▶ _Data under study_

++++

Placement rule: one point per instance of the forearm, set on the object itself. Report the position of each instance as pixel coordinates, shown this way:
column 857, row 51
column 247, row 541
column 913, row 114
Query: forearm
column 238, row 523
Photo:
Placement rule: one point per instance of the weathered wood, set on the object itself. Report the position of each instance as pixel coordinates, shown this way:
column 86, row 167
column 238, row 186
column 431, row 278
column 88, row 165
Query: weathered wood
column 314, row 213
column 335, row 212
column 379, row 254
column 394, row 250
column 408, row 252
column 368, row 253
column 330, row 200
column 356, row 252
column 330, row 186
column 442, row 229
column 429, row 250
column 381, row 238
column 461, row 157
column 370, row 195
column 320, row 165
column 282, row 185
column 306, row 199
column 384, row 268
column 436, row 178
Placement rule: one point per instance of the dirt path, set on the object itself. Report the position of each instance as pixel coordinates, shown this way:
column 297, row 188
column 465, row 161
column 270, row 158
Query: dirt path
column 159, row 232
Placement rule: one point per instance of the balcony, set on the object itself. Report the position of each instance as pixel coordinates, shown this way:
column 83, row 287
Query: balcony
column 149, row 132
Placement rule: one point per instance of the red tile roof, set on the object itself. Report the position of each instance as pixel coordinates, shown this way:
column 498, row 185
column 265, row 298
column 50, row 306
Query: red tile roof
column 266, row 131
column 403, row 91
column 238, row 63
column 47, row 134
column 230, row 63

++++

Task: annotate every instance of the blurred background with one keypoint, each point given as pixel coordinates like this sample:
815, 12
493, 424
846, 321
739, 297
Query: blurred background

++++

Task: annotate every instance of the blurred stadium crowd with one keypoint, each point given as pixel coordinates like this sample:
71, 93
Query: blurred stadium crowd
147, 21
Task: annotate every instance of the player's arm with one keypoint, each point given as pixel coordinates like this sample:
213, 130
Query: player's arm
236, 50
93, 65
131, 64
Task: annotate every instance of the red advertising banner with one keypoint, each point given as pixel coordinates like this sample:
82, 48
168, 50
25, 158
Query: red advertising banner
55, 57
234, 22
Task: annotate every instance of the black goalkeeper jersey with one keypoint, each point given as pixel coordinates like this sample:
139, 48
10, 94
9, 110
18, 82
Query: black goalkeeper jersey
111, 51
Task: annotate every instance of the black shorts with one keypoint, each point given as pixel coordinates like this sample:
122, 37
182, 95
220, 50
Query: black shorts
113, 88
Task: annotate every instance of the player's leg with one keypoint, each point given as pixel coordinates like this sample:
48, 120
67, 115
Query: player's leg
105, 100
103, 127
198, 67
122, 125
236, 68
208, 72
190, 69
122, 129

++++

▶ _Exercise description_
Using the listing above, show each line holding the string "background".

▶ _Written solution_
Task: annotate every instance of the blurred background with one keypoint, each point given as pixel coordinates like this sample:
Query: blurred background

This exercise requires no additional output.